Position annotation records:
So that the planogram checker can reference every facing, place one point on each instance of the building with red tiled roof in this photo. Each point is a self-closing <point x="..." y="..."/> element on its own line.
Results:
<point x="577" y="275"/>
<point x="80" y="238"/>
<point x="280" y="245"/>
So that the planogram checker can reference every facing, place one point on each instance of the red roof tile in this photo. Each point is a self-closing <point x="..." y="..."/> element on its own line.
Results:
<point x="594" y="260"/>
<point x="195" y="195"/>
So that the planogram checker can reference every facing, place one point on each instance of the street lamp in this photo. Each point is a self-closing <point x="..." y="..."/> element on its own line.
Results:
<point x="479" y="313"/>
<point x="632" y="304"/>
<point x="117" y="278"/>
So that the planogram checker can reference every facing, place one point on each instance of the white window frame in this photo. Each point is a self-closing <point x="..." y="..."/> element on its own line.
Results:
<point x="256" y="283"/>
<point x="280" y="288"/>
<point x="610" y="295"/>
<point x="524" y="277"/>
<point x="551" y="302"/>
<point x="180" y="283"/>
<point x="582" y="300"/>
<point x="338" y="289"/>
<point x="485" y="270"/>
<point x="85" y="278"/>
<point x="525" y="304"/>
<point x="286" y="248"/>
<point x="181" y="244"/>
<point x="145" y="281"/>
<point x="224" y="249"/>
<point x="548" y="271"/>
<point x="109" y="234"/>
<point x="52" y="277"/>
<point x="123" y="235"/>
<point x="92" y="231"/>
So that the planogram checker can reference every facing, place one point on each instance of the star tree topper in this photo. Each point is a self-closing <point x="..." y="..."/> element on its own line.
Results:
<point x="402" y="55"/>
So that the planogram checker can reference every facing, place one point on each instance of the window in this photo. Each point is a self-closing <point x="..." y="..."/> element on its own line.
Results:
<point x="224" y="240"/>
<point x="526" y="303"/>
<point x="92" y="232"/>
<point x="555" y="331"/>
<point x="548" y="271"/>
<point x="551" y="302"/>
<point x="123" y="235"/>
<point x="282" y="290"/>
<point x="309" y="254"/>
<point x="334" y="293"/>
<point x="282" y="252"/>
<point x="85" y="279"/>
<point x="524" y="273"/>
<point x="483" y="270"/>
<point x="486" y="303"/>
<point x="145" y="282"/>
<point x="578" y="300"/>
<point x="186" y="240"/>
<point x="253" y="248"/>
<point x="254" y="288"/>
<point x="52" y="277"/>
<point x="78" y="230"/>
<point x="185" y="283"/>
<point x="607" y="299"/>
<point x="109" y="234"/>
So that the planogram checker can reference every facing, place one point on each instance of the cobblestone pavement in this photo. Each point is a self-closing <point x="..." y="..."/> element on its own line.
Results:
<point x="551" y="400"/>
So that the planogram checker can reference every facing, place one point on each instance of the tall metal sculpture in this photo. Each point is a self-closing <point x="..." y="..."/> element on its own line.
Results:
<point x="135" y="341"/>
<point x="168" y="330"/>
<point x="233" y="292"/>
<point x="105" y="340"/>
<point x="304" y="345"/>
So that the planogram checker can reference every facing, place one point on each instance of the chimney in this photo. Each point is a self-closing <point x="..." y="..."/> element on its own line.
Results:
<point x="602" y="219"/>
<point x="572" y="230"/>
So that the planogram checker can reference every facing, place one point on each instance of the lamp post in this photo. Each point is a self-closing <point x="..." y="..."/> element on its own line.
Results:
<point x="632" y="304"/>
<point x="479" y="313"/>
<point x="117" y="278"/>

Work instructions: Render the lines of the records as a JSON list of strings, one string per line and blank lines omitted, starting with the line containing "of the cobblestone" and continuing through the end of the records.

Expected output:
[
  "So that the planogram checker can reference every facing, place one point on each instance of the cobblestone pavement in this photo. Each point is a self-closing <point x=\"...\" y=\"...\"/> element on its own line.",
  "Results:",
  "<point x=\"551\" y=\"400\"/>",
  "So that the planogram checker can reference every facing, place one point on each instance of the tall metal sculpture in this photo. Each point is a self-closing <point x=\"...\" y=\"...\"/> element on its own line.",
  "Results:",
  "<point x=\"135\" y=\"341\"/>",
  "<point x=\"168\" y=\"330\"/>",
  "<point x=\"233\" y=\"292\"/>",
  "<point x=\"105\" y=\"340\"/>",
  "<point x=\"304\" y=\"345\"/>",
  "So that the planogram checker can reference every facing, place one point on each instance of the chimney in this photo. Each point is a self-closing <point x=\"...\" y=\"...\"/> element on its own line.",
  "Results:",
  "<point x=\"602\" y=\"219\"/>",
  "<point x=\"572\" y=\"230\"/>",
  "So that the planogram checker can reference every facing, place one point on each instance of the lamp post in this photo. Each point is a self-closing <point x=\"...\" y=\"...\"/> element on its own line.",
  "Results:",
  "<point x=\"632\" y=\"304\"/>",
  "<point x=\"479\" y=\"313\"/>",
  "<point x=\"117\" y=\"278\"/>"
]